- Task objective -
Having found the line containing "Reviewer note: every instance of the worker's hand" in the data below, reproduce that line and each one after it to the end, exactly, and include nothing else.

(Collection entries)
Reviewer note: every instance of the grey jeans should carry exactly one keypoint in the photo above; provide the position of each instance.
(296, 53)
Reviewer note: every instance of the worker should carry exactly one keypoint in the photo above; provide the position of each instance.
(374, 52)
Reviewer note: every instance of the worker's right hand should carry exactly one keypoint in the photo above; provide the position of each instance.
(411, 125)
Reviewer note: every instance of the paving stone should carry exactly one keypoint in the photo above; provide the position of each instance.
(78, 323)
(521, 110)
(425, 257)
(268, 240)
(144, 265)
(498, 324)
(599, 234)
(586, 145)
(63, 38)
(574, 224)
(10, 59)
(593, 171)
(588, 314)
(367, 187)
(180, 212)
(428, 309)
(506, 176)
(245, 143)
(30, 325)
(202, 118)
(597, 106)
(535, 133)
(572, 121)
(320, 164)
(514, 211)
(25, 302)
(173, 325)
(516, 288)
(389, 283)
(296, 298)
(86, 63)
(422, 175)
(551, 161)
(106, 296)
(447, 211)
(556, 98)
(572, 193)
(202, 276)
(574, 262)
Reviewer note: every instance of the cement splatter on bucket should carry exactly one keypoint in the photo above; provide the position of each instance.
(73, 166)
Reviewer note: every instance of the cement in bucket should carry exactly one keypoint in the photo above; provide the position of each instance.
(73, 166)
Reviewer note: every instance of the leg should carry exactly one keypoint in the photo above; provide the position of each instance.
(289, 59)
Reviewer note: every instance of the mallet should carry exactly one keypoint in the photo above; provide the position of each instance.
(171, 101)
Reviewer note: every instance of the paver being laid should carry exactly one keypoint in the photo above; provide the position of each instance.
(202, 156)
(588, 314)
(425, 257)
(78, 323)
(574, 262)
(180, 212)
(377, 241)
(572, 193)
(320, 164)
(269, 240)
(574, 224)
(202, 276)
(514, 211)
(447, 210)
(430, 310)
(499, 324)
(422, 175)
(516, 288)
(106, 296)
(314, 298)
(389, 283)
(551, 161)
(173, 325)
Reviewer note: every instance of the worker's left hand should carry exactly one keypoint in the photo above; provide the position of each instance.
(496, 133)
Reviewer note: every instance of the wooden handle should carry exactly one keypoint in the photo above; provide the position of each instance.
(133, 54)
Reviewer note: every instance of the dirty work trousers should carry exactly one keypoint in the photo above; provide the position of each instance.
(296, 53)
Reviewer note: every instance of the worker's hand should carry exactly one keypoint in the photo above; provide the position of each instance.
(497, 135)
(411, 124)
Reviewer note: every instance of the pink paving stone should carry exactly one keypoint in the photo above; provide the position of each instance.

- Problem solution -
Reviewer note: every instance of the worker's hand should carry exactly one keypoint in the photo above; provide the position of each instance.
(497, 135)
(411, 124)
Reviewer note: every instance of the pink paving stone should carry exactly one keypoint in the photo above; provide the position of each instance.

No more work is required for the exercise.